• **Teks Bacaan**:
☆ ☆ ☆ ☆ ☆ ☆ ☆

Waspadai Eksodus Orang dari Kota Sebelum Pemberlakuan Pelarangan Mudik
JAKARTA – Pemerintah perlu mewaspadai adanya eksodus orang dari kota besar sebelum penerapan pelarangan mudik pada 24 April nanti. Daerah tujuan pemudik paling banyak tersebar di Provinsi Jawa Tengah.
Ketua Bidang Advokasi Masyarakat Transportasi Indonesia (MTI), Djoko Setijawarno mengatakan pergerakan orang dalam jumlah besar itu bisa menggunakan angkutan umum atau sewa berpelat hitam. Mereka akan memanfaatkan belum adanya aturan batasan jumlah penumpang bagi kendaraan yang keluar wilayah Jabodetabek.
“Larangan itu dapat diterapkan mulai sekarang pada semua kendaraan keluar Jabodetabek, kecuali kendaraan logistik dan kendaraan tertentu yang diijinkan,” ujarnya dalam keterangan tertulis yang diterima SINDOnews, Rabu (22/04/2020).

☆ ☆ ☆ ☆ ☆ ☆ ☆

• **Materi yang Ditampilkan**:

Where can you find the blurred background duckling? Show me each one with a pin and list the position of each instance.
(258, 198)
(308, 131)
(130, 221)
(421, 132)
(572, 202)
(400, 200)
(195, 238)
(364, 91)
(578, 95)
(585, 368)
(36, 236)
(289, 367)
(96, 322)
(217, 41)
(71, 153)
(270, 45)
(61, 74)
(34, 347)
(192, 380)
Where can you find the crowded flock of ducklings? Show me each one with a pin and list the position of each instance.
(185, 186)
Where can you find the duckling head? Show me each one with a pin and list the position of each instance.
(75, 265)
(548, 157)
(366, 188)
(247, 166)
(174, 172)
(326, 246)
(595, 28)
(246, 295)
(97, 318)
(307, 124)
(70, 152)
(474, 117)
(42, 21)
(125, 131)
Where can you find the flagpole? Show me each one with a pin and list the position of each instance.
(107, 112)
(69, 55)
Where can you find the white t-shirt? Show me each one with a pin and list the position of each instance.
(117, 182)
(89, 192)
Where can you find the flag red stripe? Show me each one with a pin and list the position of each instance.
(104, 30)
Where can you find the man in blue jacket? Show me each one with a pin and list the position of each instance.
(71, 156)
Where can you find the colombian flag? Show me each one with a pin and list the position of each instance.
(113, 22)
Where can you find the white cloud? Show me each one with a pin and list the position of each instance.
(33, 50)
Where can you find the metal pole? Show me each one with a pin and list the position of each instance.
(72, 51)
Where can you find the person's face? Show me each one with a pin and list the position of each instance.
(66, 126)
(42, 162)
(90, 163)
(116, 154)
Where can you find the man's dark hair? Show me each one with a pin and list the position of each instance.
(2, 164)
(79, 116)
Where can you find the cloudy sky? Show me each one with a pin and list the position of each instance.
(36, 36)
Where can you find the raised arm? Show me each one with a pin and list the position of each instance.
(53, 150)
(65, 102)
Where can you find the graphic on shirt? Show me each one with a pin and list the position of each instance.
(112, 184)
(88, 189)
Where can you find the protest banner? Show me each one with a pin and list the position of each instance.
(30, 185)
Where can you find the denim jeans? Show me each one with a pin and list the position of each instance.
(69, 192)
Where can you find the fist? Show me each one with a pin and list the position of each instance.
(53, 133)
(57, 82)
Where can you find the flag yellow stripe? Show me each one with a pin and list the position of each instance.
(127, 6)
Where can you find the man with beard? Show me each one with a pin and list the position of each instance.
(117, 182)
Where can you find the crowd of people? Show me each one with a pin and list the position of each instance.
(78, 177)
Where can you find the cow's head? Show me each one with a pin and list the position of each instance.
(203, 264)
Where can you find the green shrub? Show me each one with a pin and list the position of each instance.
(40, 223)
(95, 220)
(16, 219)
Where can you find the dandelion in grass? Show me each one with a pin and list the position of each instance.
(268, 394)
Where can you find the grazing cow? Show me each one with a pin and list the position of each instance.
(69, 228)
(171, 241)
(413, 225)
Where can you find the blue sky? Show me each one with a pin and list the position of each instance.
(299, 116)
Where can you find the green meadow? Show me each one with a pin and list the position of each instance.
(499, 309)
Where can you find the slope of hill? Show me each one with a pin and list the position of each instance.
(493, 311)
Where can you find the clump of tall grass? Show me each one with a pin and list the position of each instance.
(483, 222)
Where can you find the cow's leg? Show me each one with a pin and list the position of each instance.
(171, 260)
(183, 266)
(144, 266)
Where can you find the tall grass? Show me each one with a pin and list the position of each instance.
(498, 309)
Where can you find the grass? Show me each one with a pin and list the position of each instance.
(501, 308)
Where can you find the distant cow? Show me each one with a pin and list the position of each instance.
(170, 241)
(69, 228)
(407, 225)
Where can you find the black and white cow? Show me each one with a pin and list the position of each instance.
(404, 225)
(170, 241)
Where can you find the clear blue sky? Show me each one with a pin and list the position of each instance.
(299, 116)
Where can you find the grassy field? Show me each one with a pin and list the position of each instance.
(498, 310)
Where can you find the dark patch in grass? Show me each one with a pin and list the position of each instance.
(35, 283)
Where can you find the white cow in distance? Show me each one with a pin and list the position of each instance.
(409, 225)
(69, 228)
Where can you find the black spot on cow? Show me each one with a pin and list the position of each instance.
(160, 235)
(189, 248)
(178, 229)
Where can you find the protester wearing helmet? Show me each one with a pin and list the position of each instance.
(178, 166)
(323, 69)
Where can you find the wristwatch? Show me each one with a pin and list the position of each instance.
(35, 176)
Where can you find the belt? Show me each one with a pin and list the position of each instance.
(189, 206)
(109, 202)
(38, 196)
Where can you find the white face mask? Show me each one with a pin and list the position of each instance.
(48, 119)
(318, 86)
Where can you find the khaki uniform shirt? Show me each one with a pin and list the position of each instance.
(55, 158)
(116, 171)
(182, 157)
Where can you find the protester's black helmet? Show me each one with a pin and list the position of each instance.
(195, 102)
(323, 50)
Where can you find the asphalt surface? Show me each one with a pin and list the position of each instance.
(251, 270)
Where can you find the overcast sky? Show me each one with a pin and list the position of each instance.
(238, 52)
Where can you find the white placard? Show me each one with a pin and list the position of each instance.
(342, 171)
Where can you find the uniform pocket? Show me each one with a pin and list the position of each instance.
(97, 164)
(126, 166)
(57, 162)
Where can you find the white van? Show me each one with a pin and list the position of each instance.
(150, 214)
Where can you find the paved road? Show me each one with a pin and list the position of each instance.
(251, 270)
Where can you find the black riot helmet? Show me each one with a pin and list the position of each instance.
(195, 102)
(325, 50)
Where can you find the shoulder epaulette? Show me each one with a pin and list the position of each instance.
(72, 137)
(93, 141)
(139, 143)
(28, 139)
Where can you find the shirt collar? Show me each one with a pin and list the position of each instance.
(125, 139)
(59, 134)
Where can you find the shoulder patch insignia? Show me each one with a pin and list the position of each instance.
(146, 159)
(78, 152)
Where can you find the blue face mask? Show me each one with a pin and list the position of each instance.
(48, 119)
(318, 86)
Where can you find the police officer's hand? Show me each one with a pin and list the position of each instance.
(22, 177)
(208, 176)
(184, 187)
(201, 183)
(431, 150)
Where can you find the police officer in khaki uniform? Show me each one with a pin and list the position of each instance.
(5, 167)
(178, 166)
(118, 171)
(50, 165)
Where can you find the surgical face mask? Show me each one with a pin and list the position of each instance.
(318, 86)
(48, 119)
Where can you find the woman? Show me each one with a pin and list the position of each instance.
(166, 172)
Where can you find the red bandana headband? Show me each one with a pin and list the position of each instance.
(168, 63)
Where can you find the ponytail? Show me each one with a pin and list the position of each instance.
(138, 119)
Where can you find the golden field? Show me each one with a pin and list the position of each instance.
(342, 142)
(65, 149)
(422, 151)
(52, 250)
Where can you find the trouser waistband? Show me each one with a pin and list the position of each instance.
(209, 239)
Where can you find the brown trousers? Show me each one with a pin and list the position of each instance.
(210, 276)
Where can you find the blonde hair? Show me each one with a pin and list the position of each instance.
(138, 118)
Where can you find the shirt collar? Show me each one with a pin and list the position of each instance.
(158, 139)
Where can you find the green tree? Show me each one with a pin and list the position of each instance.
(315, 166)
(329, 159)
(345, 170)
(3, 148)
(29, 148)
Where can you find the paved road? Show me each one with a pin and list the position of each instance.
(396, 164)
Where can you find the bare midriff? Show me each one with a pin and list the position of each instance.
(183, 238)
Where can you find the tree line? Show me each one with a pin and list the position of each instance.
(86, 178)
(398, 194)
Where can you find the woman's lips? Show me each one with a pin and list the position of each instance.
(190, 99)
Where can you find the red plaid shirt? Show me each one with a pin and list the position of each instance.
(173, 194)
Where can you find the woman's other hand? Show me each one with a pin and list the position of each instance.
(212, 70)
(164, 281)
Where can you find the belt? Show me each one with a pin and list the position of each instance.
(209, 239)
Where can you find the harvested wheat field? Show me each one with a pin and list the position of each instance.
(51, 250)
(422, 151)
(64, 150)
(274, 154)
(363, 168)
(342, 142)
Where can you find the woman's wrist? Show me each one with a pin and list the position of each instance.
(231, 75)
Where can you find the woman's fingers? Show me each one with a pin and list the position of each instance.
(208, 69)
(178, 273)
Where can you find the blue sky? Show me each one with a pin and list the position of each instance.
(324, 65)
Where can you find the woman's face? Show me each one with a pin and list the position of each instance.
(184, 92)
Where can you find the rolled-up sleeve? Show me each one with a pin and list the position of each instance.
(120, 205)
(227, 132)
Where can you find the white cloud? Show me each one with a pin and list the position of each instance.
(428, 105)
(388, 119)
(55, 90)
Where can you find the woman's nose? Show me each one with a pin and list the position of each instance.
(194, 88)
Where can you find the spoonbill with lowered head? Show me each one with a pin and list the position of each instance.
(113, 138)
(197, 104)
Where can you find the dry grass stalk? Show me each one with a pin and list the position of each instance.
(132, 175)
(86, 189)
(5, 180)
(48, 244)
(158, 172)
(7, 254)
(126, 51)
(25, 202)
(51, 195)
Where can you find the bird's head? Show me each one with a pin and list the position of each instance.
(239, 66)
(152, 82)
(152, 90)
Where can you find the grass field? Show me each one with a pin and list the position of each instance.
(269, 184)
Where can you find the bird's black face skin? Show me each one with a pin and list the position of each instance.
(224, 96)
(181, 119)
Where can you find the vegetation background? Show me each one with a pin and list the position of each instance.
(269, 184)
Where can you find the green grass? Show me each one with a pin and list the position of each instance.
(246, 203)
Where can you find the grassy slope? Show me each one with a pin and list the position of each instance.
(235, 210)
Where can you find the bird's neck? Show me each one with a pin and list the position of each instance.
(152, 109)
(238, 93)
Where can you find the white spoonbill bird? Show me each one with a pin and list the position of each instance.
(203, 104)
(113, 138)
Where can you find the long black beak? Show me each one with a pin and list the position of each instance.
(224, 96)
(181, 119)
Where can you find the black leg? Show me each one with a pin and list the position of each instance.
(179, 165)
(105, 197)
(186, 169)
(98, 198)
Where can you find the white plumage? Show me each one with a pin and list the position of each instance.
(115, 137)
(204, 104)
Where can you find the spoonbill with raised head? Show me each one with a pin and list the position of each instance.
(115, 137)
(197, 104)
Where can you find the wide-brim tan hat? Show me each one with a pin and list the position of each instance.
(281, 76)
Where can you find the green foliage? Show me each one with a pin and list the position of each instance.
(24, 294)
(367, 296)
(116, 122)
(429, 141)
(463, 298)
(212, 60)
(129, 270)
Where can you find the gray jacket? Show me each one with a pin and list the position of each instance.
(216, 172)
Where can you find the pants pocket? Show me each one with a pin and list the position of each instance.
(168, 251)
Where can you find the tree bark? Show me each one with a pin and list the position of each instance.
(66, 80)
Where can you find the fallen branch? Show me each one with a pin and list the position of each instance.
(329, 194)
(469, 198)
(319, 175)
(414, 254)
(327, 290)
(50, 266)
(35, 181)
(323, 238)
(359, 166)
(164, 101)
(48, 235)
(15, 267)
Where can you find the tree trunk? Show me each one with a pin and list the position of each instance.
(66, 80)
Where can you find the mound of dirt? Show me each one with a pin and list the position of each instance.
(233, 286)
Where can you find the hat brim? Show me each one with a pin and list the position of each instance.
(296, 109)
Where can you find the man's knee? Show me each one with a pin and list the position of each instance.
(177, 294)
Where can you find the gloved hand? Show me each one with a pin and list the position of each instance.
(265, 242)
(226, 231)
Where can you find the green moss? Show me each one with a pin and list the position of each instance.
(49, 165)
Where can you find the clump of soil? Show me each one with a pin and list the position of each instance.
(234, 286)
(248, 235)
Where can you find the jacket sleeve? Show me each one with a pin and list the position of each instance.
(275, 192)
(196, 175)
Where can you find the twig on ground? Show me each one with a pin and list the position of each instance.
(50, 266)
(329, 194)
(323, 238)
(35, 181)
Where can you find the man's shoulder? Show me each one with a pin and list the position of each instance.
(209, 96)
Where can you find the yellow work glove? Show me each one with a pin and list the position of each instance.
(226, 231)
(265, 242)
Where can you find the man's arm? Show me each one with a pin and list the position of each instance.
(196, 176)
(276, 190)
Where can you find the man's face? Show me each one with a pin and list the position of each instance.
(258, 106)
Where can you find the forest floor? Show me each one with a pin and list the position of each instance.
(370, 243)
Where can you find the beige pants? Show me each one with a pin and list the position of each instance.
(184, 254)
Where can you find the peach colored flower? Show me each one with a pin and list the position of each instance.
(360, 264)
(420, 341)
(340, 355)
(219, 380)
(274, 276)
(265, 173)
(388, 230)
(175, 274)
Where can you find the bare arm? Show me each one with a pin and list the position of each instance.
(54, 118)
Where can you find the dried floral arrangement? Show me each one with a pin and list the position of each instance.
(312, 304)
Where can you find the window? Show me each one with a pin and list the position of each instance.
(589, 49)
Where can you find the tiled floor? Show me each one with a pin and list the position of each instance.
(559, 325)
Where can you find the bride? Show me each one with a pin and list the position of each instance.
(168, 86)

☆ ☆ ☆ ☆ ☆ ☆ ☆

• **Butir Tugas 1**: Terjemahkan kalimat "Daerah tujuan pemudik paling banyak tersebar di Provinsi Jawa Tengah." dari teks tentang larangan mudik ke dalam bahasa Inggris.
• **Butir Tugas 2**: Teruskan teks tentang larangan mudik, mulai sesudah kalimat terakhirnya.
Materi tersebut tidak ada hubungannya dengan teks tentang larangan mudik.

• **Kolom Jawaban 1**: Most of the homebound travelers' destinations are spread across Central Java Province.

• **Kolom Jawaban 2**:
Berdasarkan data Balitbang Kementerian Perhubungan (Kemenhub), ada lima daerah yang akan diserbu pemudik. Daerah-daerah itu, antara lain, Kabupaten Brebes diperkirakan berjumlah 76.016 orang, Banyuwas 73.468, Pemalang 58.517, Tegal 48.826, dan Wonogiri 43.100 orang.
Djoko menuturkan pelarangan mudik itu tidak hanya dari Jakarta ke daerah lain. Akan tetapi harus diberlakukan di seluruh Indonesia. Harus diakui pemudik terbesar berada di Jakarta dan zona merah pandemi COVID-19.
Pelarangan mudik dapat diterapkan berdasarkan batasan wilayah aglomerasi, seperti Jabodetabek, Malang Raya, Bandung Raya, Kedungsepur, Gerbangkertasusila, Banjarbakula, Mebidang, Barlingmascakeb. “Sekarang ini, mobilitas penduduk sudah menyebar dalam kawasan aglomerasi,” ucapnya.
Pelarangan mudik ini akan berdampak pada perusahaan angkutan umum dan pekerjanya. Yang paling terdampak tentunya bus antarkota antarprovinsi (AKAP), antarjemput antarprovinsi (AJAP) atau travel, bus pariwisata, taksi reguler, dan sebagian angkutan perairan.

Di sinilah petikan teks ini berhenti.